§ WORK INSTRUCTIONS: Output every line from the start of the records through the line containing "negative clicks: (310, 193)", inclusive, as a Markdown table with two columns: Row for the row number and Line for the line itself. Omit blank lines.

§ THE RECORDS:
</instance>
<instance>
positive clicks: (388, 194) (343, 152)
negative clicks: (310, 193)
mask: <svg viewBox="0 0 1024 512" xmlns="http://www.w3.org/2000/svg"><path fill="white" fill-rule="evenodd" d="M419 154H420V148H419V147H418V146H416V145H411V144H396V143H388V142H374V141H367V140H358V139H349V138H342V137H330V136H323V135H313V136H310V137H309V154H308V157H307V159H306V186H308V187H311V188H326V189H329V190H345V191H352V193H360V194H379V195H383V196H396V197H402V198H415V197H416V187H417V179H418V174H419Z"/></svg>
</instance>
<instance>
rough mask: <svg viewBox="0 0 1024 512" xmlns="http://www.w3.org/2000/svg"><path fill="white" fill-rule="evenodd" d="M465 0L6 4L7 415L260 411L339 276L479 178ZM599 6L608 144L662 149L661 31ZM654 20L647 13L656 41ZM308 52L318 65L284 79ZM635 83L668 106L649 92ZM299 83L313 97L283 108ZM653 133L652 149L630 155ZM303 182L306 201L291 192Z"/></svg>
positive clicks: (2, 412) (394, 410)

§ TASK ANSWER:
| Row | Line |
|---|---|
| 1 | </instance> |
| 2 | <instance> |
| 3 | positive clicks: (388, 194) (343, 152) |
| 4 | negative clicks: (310, 193) |